» Text extract
● ● ● ●

Sounds to me like Boyer-Moore is needed
http://en.wikipedia.org/wiki/Boyer%E2%80%93Moore_string_search_algorithm
 
And...I would probably pre-load the database table into 26 seperate memory 
tables to avoid any SQL interactivity at all other than the initial loading.  
Adding the SQL layer slows things down far too much.
 
Michael D. Black
Senior Scientist
Advanced Analytics Directorate
Northrop Grumman Information Systems
 

________________________________

From: sqlite-users-boun...@sqlite.org on behalf of Tim Romano
Sent: Mon 8/9/2010 7:00 AM
To: General Discussion of SQLite Database
Subject: EXTERNAL:Re: [sqlite] Substring (LIKE "%key%") searches, would FTS3 
with suffix-tree tokenizer be the fast way?



First, permit me a little rant. As a user, I dislike this kind of
incremental search feature if there's no easy way to toggle it or to
configure it and the list of items will be large enough to cause a typing
lag. The feature can become an intrusive nuisance, the opposite of what is
intended.  Browsers put this feature on the URL address bar and Google has
it on its search-input. Keystrokes entered often get swallowed up. It's
worse than typing on a 300 baud dumb terminal, for at least on those ancient
machines your characters would eventually be displayed on the green screen,
whereas with today's browsers the characters often just get eaten; I find
myself having to retype the first few characters of a URL or search term far
too often.

● ● ● ●

» Exercise aim
Please quote the email on substring searches word for word, from "From: sqlite-users-boun...@sqlite.org on" up to and including "the fast way?".

» Source data
● ● ● ●

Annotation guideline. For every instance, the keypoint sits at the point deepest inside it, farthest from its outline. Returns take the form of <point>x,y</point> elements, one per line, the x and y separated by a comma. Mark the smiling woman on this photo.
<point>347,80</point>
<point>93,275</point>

● ● ● ●

» Final result
From: sqlite-users-boun...@sqlite.org on behalf of Tim Romano
Sent: Mon 8/9/2010 7:00 AM
To: General Discussion of SQLite Database
Subject: EXTERNAL:Re: [sqlite] Substring (LIKE "%key%") searches, would FTS3 
with suffix-tree tokenizer be the fast way?